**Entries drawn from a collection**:
##############################
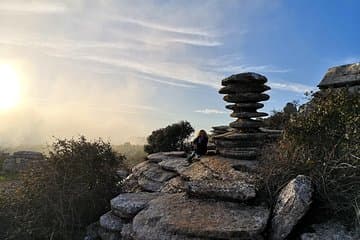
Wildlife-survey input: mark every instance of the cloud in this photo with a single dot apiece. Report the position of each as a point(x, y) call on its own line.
point(210, 111)
point(162, 27)
point(33, 7)
point(196, 42)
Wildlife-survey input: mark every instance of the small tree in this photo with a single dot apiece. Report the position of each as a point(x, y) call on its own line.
point(323, 142)
point(279, 119)
point(169, 138)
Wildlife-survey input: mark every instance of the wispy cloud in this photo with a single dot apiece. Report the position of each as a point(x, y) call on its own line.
point(210, 111)
point(249, 68)
point(33, 7)
point(162, 27)
point(196, 42)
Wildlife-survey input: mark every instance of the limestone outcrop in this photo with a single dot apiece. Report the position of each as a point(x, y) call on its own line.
point(244, 91)
point(206, 199)
point(292, 204)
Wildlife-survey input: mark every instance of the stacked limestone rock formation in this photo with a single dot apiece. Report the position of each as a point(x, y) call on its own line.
point(169, 198)
point(244, 91)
##############################
**The problem**: Could you edit all of these records so that each "single dot apiece" reads "single marker each", with everything else left as is and the pictures omitted from your answer?

**Exercise solution**:
Wildlife-survey input: mark every instance of the cloud in this photo with a single marker each. Report the position of each as a point(x, y) call on its own line.
point(210, 111)
point(162, 27)
point(33, 7)
point(196, 42)
Wildlife-survey input: mark every instance of the small tree in this photo with a single marker each. Report the position of each as a point(x, y) call on its own line.
point(323, 142)
point(279, 119)
point(169, 138)
Wildlife-survey input: mark every instance of the wispy cloud in this photo with a single marker each. Report the position of each as a point(x, y) call on its own line.
point(210, 111)
point(249, 68)
point(33, 7)
point(162, 27)
point(196, 42)
Wildlife-survey input: mark every instance of the limestone outcrop in this photo with a single marker each. Report the position of each as a point(x, y) call on its own line.
point(244, 91)
point(206, 199)
point(292, 204)
Wildlife-survey input: mark every instance of the stacked limestone rock formation in this photo with a single marker each. Report the position of each as a point(x, y) call on its own line.
point(169, 198)
point(244, 91)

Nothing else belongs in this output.